Excerpts of location-labeling data
****

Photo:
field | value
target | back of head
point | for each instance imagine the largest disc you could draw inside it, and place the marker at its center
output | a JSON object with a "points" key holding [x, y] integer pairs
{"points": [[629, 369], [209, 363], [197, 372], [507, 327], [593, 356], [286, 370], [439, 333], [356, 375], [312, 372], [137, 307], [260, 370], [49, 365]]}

****

=== Exercise task ===
Reproduce these records line for line, with no changes.

=== Full response ===
Photo:
field | value
target | back of head
point | for each instance imagine the largest disc you could draw inside it, and place the marker at its center
output | a JSON object with a "points" key holding [x, y] integer pairs
{"points": [[629, 369], [209, 363], [197, 372], [507, 327], [593, 356], [286, 370], [439, 333], [356, 375], [312, 372], [137, 307], [260, 370], [49, 365]]}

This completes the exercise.